__ACTION ITEM__. Look through the data below and extract, unchanged, the lines from the one that contains "the cat's ear" to the one that contains "of the tiled", both included.

__AVAILABLE RECORDS__.
#####

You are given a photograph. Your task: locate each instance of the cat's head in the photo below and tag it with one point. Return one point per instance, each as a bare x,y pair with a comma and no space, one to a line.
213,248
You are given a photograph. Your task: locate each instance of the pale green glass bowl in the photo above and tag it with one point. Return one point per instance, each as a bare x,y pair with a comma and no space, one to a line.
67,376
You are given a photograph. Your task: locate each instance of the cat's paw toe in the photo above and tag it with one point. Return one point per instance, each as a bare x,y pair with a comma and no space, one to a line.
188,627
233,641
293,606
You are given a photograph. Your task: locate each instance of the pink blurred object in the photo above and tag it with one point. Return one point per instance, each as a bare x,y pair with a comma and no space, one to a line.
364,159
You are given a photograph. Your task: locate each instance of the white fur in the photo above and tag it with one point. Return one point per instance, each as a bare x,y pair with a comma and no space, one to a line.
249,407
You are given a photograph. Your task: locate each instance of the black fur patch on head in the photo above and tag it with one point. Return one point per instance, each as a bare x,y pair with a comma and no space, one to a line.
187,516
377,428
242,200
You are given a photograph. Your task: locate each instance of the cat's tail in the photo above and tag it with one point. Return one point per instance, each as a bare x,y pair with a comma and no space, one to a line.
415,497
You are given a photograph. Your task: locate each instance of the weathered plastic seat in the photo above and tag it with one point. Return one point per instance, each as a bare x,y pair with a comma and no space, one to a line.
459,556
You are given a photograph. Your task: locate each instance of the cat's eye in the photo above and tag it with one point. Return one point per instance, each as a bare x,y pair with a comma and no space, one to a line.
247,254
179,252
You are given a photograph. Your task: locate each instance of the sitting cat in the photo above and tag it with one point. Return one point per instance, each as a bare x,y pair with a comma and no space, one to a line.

#####

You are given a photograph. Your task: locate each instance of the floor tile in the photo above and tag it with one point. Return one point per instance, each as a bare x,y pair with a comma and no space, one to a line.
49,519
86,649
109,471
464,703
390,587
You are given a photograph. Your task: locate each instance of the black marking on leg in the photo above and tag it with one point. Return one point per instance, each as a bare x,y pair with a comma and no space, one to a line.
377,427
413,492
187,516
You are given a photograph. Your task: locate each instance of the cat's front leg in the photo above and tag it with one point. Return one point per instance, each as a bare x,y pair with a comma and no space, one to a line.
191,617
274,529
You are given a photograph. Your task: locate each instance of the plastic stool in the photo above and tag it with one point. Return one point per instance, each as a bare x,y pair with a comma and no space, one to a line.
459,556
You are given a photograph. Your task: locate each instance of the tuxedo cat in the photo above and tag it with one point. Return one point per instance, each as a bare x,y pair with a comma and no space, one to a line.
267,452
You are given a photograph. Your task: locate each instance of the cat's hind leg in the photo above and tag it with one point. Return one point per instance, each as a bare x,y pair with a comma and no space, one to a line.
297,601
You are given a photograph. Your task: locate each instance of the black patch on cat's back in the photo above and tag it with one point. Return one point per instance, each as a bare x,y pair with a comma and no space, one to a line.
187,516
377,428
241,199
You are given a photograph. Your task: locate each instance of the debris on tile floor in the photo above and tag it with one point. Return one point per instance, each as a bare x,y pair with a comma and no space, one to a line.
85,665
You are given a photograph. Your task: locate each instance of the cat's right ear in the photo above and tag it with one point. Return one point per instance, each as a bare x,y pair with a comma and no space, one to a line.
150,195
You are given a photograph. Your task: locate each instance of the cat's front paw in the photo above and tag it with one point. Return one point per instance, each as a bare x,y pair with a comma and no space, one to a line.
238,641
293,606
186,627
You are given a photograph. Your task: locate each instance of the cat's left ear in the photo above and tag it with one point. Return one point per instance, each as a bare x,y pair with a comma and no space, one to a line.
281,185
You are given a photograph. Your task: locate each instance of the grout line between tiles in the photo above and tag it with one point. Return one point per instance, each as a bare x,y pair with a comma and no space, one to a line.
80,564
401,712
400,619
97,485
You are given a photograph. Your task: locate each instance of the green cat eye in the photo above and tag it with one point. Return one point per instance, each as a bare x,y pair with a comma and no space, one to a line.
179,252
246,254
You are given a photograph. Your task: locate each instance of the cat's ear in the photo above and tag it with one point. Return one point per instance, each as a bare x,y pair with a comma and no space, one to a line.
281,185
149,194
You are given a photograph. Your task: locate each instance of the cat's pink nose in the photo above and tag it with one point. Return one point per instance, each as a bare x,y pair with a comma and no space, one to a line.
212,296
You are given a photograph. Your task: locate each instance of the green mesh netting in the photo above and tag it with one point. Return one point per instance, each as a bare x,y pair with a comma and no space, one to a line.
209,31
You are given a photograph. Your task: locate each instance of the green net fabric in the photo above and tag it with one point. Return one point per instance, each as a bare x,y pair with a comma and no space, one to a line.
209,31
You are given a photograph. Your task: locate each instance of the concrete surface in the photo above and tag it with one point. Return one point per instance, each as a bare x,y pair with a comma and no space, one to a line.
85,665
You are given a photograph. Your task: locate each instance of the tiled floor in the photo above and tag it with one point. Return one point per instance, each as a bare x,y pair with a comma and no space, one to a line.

#####

__ANSWER TO THIS EXERCISE__.
You are given a photograph. Your task: locate each instance of the cat's ear in the photo above and tag it with one point. Return one point per instance, each as a bare x,y pair with a comma and no space, one to a line.
281,185
149,194
You are given a photograph. Your task: locate each instance of the cat's pink nose in the photo above and tag it with one point. Return one point per instance, each as a bare x,y pair with a comma and no space, one to a line.
212,296
You are given a photograph. Your task: locate each instance of the green mesh netting in the photo above and tag it with one point. Return one point per instance, each as a bare x,y pair with a comma and no space, one to a line.
209,31
You are given a photograph. Your task: locate each instance of the green net fabric in the photo above and tag it with one point. Return one point per instance, each as a bare x,y pair with a comma and no space, one to a line.
209,31
You are given a photograph. Your task: locate each instance of the concrete surface in the photo above and tag it with one point. Return one point per instance, each as a bare x,y pair with a comma and no space, one to a line.
85,665
You are given a photograph. Your task: locate each instance of the tiled floor in the photo above and tag it with one point. Return one point per instance, each as a bare x,y pair with a comma and no space, one to a line.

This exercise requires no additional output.